Rewrite the rows from the line with "Please indicate the snowy" through the end of the rows, keeping the requests. Shift every coordinate in the answers up by 27, and leave the numbers in the requests and their sample pairs unchanged.

Begin Material supplied

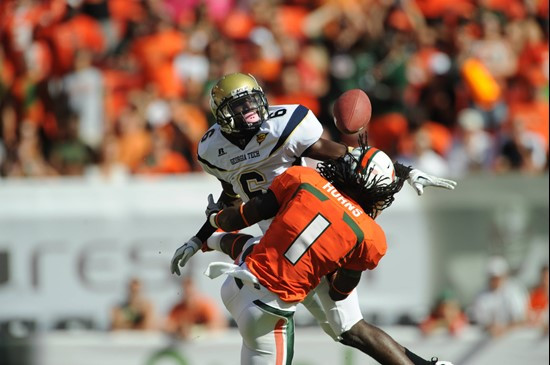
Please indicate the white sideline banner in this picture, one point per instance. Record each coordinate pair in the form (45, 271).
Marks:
(312, 347)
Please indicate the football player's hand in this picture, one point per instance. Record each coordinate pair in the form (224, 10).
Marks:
(419, 180)
(212, 206)
(184, 253)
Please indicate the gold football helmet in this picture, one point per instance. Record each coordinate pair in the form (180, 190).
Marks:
(238, 104)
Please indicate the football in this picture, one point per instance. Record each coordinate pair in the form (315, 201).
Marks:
(352, 111)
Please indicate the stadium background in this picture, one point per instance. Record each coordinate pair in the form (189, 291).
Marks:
(103, 103)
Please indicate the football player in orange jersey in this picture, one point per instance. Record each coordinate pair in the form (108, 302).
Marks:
(323, 233)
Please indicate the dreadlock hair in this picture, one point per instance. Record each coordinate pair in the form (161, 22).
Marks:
(372, 196)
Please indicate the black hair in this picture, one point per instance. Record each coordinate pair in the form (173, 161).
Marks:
(372, 197)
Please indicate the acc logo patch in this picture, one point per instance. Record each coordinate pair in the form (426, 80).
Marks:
(261, 137)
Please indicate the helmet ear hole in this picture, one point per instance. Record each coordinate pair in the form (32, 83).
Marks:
(374, 166)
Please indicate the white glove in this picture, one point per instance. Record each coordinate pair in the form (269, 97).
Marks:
(212, 207)
(419, 180)
(184, 253)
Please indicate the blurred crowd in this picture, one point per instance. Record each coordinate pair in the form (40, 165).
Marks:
(108, 88)
(193, 314)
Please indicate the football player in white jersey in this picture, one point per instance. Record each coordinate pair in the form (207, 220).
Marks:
(252, 143)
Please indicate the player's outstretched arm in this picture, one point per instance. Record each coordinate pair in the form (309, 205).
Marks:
(260, 207)
(184, 253)
(419, 180)
(325, 149)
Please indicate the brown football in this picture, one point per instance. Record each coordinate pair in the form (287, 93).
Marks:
(352, 111)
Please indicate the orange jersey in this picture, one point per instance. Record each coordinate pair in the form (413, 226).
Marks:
(316, 231)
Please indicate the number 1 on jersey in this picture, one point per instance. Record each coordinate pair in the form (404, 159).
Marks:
(309, 235)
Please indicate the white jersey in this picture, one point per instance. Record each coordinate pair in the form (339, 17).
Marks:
(278, 144)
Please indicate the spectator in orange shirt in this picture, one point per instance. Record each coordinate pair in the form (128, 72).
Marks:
(538, 301)
(446, 315)
(136, 312)
(194, 312)
(163, 159)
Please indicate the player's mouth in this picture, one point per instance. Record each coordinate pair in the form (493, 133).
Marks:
(251, 117)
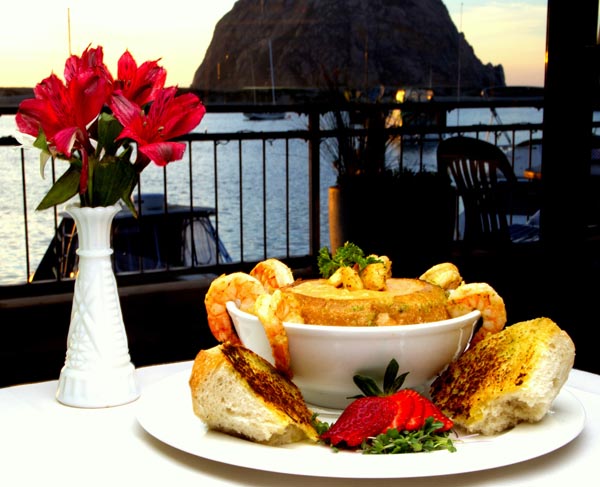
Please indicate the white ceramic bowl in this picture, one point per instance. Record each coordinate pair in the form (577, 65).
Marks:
(324, 358)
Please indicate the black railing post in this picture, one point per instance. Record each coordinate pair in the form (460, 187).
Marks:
(314, 177)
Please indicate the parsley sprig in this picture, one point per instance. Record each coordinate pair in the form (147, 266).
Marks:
(422, 440)
(346, 256)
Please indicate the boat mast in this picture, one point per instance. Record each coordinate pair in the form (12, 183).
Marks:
(272, 72)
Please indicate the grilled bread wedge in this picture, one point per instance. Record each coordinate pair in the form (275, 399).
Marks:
(509, 377)
(239, 393)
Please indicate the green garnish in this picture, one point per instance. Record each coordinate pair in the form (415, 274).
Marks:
(422, 440)
(346, 256)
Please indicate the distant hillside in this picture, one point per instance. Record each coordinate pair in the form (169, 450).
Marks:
(380, 42)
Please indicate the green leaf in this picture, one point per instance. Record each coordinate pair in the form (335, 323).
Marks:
(63, 189)
(346, 256)
(391, 372)
(425, 439)
(111, 179)
(109, 129)
(367, 385)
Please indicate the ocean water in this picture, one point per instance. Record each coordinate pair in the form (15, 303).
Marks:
(24, 241)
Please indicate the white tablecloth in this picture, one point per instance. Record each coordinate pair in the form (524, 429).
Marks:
(45, 443)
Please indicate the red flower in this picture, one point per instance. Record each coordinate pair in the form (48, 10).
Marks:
(70, 120)
(168, 117)
(140, 85)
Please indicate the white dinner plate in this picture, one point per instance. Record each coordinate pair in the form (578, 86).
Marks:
(165, 412)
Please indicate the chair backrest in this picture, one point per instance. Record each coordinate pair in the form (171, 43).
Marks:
(483, 177)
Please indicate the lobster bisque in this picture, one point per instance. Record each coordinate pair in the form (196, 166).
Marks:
(405, 301)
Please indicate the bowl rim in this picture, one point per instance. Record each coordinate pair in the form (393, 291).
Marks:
(418, 328)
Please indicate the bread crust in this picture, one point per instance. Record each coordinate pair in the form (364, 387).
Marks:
(509, 377)
(405, 301)
(236, 391)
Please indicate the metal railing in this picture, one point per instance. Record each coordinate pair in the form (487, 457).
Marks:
(292, 164)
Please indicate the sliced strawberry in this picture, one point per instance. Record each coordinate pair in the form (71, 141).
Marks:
(438, 415)
(417, 418)
(363, 418)
(405, 405)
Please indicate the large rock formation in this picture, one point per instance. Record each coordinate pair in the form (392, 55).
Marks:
(395, 43)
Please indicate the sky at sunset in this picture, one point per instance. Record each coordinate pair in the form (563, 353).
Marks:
(511, 33)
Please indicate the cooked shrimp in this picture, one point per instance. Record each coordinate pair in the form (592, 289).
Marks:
(481, 296)
(374, 276)
(445, 275)
(239, 287)
(346, 277)
(272, 310)
(273, 274)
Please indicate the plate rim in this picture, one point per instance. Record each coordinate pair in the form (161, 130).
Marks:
(566, 417)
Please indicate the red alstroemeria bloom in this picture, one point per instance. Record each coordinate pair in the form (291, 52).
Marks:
(169, 116)
(64, 111)
(139, 84)
(91, 60)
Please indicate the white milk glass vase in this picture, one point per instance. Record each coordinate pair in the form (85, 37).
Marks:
(98, 371)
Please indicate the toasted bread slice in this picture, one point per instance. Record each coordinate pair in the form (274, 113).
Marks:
(239, 393)
(405, 301)
(510, 377)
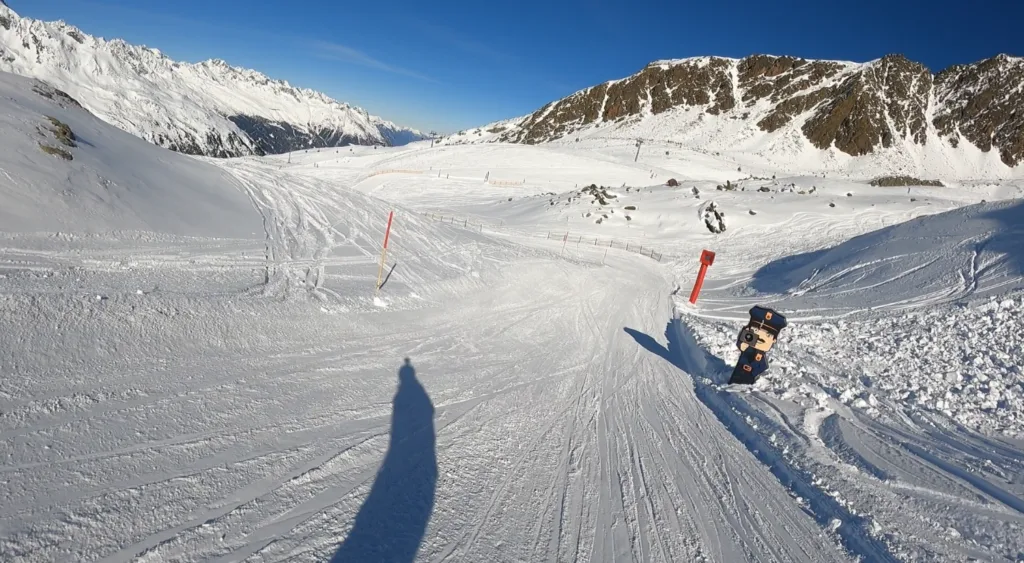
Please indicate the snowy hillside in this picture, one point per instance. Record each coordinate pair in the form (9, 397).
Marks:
(800, 116)
(61, 169)
(528, 383)
(207, 109)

End Material supplied

Task output:
Please indicate the snowy hillside in this picture, one point per instance. Record each coordinate pair in the form (9, 397).
Marks:
(827, 143)
(88, 196)
(555, 410)
(234, 136)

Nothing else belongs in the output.